◆ Stated task A
Please rewrite the section of the Doublemard biography starting at "In 1855 he shared" and ending at "Prix de Rome.", putting "portrait busts" in place of "busts".
◆ Stated task B
Output every line of all the records below as a Markdown table with the columns Row and Line, and leave out any blank lines.

= Amédée Donatien Doublemard =

French sculptor

Amédée Donatien Doublemard (8 January 1826 – 20 July 1900) was a French sculptor and medalist. He was born at Beaurain in Nord and was taught by Francisque Duret. In 1842, he enrolled at the École des Beaux-Arts of Paris and began exhibiting his work at the Paris Salon of 1844. He died in Paris on 20 July 1900.
In 1855 he shared the Prix de Rome with Henri Chapu. This entitled him to study at Rome where he stayed for three years. On his return to Paris, he was kept busy creating busts of the rich and famous of the period. He also completed several important public works such as his La France en deuil déposant une couronne sur la tombe des soldats morts pour sa défense, le 19 janvier 1871 for Saint-Quentin, his monument honouring Bon-Adrien Jeannot de Moncey in Paris and his monument to Camille Desmoulins in Guise in the Aisne. He was named a Chevalier de la Légion d'honneur in 1877 and received a variety of prizes and medals including a silver medal at the 1889 Exposition universelle. Félix Charpentier was a pupil of his. He bequeathed to the Institute his collection of art to assist students preparing to compete for the Prix de Rome.

◆ Material for the task
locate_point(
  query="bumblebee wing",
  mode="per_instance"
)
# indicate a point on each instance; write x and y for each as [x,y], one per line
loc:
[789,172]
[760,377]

◆ Task solution A
In 1855 he shared the Prix de Rome with Henri Chapu. This entitled him to study at Rome where he stayed for three years. On his return to Paris, he was kept busy creating portrait busts of the rich and famous of the period. He also completed several important public works such as his La France en deuil déposant une couronne sur la tombe des soldats morts pour sa défense, le 19 janvier 1871 for Saint-Quentin, his monument honouring Bon-Adrien Jeannot de Moncey in Paris and his monument to Camille Desmoulins in Guise in the Aisne. He was named a Chevalier de la Légion d'honneur in 1877 and received a variety of prizes and medals including a silver medal at the 1889 Exposition universelle. Félix Charpentier was a pupil of his. He bequeathed to the Institute his collection of art to assist students preparing to compete for the Prix de Rome.

◆ Task solution B
| Row | Line |
|---|---|
| 1 | locate_point( |
| 2 |   query="bumblebee wing", |
| 3 |   mode="per_instance" |
| 4 | ) |
| 5 | # indicate a point on each instance; write x and y for each as [x,y], one per line |
| 6 | loc: |
| 7 | [789,172] |
| 8 | [760,377] |